= STATED TASK 1 =
Report how many lines of the records below contain the word "droplet". Give the number only.

***** PASSAGE GIVEN

I can pass in the field length (as seen above) and from there
dynamically work with the values in the subroutine. What I want to
know is, how do I code the Linkage Section statements? Incidentally,
I'm calling the COBOL program from an Easytrieve program, so I'm not
sure that something like address pointers would work for me. Any and
all help would be appreciated.
Thanks,
John
>Here's the catch -- I want to call the same subroutine program
>multiple times for any of a number of fields and associated tables,
>some or all of which will have varying field lengths (and by
>extension, the table rows will be of varying length as well). Using
>some sort of DEPENDING ON clause won't do the trick because I already
>know how many rows will exist, just not the length of each row.
I don't see why DEPENDING ON won't do the trick.

**********
***** EXTRACTED MATERIAL

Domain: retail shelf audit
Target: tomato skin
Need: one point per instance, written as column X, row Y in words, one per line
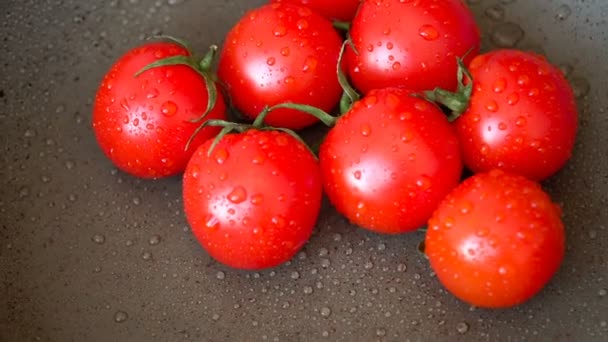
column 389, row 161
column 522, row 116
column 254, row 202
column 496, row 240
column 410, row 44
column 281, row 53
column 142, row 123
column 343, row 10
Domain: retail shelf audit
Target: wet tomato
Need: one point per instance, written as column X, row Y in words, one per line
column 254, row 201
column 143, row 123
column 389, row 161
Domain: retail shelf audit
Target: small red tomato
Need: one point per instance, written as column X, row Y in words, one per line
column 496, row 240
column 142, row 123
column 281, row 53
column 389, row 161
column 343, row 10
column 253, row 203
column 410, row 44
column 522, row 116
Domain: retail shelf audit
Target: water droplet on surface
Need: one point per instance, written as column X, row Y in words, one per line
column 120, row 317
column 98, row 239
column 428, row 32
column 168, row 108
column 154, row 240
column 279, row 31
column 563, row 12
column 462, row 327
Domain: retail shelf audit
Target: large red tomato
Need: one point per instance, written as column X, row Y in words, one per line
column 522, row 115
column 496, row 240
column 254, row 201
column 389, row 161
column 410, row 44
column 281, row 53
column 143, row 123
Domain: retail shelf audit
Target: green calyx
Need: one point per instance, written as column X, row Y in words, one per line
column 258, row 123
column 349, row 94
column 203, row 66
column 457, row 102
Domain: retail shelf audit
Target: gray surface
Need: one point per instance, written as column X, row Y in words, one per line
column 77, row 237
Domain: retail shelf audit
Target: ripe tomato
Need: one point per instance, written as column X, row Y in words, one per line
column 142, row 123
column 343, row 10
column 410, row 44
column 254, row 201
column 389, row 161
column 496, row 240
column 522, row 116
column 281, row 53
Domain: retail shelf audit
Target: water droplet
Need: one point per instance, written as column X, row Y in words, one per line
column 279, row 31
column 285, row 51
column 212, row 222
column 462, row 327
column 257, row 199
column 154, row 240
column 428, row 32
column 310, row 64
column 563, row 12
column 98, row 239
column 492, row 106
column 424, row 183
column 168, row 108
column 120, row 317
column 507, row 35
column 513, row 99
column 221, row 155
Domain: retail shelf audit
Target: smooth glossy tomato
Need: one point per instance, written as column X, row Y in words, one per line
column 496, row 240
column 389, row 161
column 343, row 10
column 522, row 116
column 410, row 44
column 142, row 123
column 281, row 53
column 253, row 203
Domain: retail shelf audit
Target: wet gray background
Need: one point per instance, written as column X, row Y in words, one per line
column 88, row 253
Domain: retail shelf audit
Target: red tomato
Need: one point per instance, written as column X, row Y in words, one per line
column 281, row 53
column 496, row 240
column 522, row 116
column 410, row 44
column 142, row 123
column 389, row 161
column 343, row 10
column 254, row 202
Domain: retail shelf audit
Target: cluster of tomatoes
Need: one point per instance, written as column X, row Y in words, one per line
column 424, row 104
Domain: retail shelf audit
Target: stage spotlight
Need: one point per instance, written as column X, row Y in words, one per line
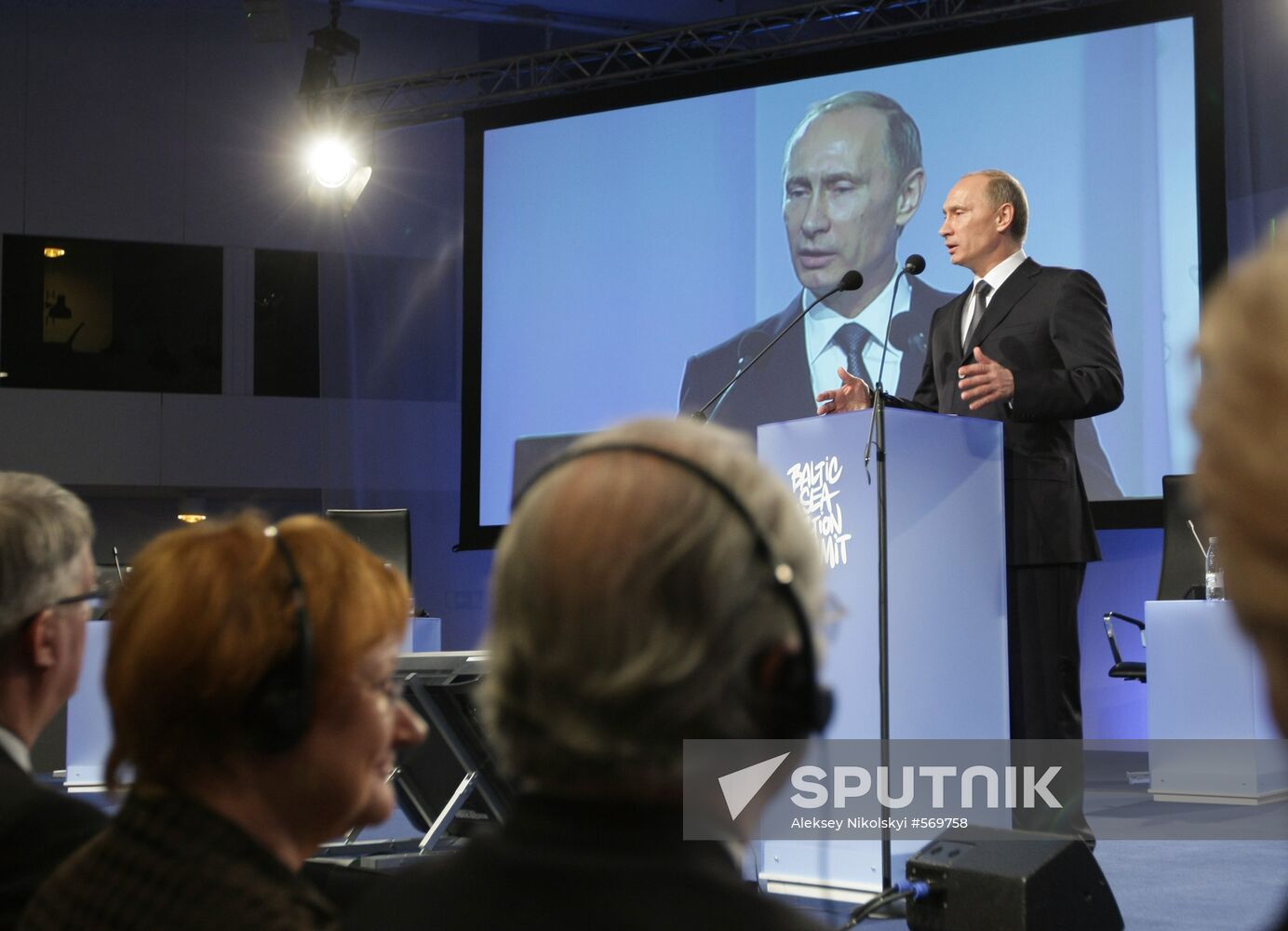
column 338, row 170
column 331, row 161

**********
***** EXTRACTED MATERIAL

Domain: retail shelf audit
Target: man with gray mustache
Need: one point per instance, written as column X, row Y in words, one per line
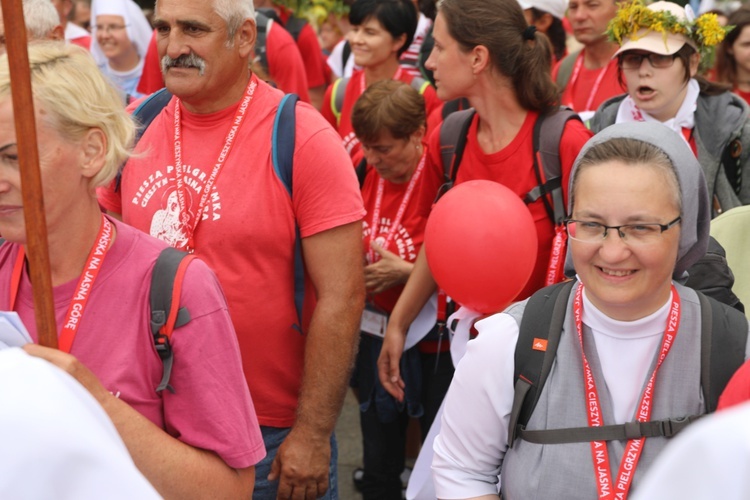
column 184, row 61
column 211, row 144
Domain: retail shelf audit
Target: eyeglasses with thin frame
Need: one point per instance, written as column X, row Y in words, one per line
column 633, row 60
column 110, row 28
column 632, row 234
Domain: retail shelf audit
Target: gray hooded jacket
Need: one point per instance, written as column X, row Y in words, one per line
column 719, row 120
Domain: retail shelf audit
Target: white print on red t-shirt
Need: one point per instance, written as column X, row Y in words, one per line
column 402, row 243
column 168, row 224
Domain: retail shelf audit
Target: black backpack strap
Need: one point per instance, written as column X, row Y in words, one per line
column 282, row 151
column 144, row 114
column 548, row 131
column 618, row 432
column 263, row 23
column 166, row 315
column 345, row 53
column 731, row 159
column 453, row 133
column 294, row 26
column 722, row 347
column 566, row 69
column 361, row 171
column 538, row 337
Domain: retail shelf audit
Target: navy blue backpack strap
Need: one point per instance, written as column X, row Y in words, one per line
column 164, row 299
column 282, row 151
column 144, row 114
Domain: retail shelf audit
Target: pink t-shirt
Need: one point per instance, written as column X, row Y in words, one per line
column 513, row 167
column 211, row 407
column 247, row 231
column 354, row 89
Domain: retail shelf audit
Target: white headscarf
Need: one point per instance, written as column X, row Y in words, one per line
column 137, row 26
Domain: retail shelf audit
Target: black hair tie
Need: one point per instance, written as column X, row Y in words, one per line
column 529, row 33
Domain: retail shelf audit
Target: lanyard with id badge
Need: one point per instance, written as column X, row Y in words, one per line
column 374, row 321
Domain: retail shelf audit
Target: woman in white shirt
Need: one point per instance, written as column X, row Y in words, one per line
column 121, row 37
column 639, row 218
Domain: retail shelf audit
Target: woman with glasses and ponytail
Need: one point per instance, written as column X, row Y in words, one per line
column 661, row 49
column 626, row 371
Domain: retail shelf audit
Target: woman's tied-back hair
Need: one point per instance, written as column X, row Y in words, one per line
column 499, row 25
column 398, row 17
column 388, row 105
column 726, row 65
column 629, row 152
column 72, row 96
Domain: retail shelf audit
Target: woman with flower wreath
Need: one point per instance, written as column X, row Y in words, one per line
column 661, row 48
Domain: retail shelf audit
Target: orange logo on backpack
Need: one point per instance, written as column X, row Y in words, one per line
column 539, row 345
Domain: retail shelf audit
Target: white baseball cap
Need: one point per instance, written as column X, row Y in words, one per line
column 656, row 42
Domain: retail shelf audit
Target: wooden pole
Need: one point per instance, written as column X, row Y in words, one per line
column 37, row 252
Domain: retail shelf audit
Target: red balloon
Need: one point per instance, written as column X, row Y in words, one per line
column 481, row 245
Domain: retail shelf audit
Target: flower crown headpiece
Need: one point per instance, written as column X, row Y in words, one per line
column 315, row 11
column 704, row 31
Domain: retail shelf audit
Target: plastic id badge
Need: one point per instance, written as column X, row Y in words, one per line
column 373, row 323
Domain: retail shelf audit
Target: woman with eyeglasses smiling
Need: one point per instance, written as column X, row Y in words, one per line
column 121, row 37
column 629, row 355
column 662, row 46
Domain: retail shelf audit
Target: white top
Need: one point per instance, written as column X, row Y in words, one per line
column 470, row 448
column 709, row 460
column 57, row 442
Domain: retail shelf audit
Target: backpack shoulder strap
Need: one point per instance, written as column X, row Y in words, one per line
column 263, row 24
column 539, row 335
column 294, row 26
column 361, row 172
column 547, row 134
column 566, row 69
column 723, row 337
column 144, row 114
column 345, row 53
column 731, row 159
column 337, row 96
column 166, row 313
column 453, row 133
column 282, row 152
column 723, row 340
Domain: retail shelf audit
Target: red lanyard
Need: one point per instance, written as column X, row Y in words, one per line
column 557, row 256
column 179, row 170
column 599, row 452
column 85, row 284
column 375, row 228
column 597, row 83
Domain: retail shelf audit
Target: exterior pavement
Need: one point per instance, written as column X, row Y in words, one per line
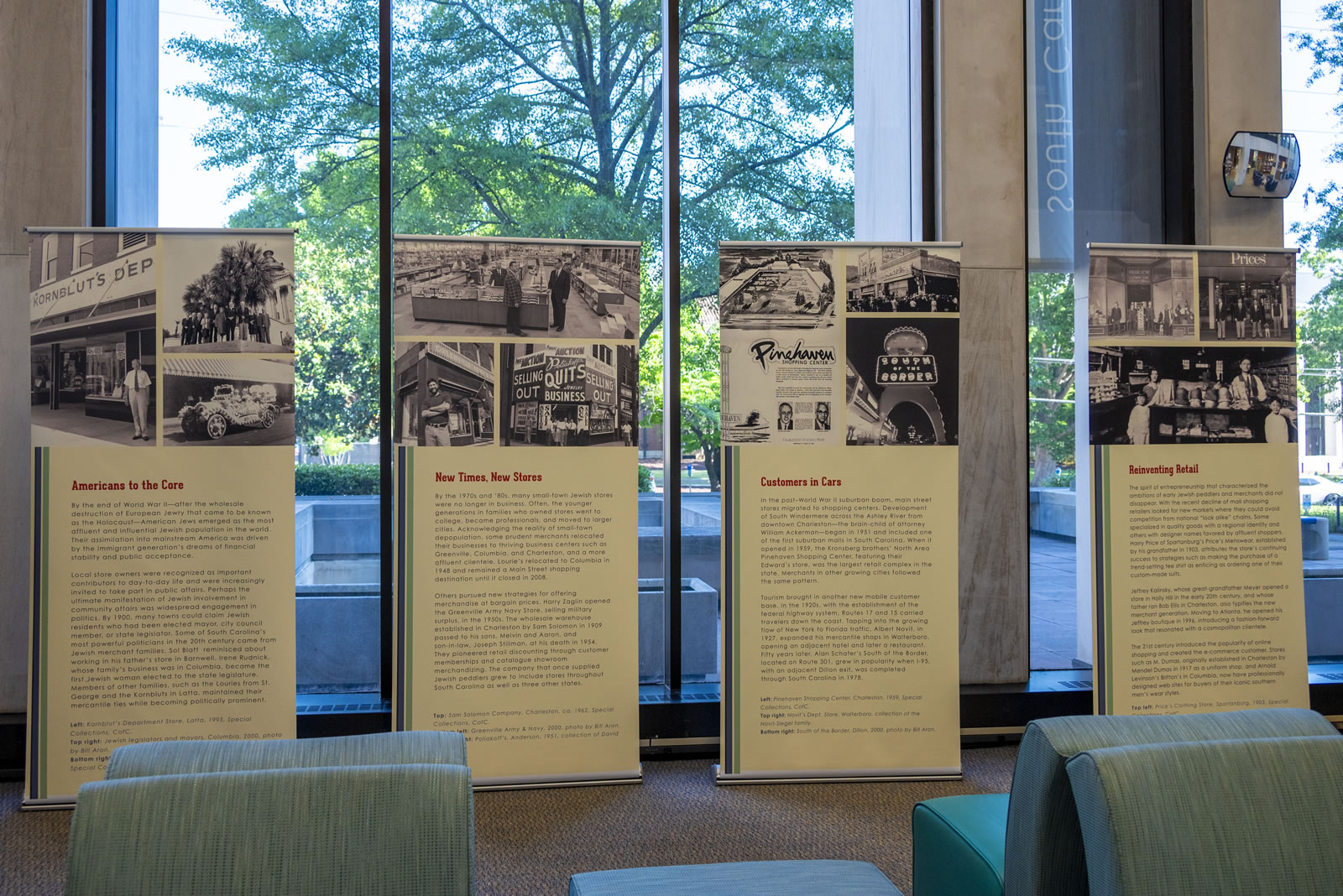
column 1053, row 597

**********

= STATED TASK 2 =
Please copy the part of the COBOL passage above that begins at the words "I can pass in" and stops after "would be appreciated.", keeping it unchanged.

= CORRECT RESULT 1 =
2

= CORRECT RESULT 2 =
I can pass in the field length (as seen above) and from there
dynamically work with the values in the subroutine. What I want to
know is, how do I code the Linkage Section statements? Incidentally,
I'm calling the COBOL program from an Easytrieve program, so I'm not
sure that something like address pointers would work for me. Any and
all help would be appreciated.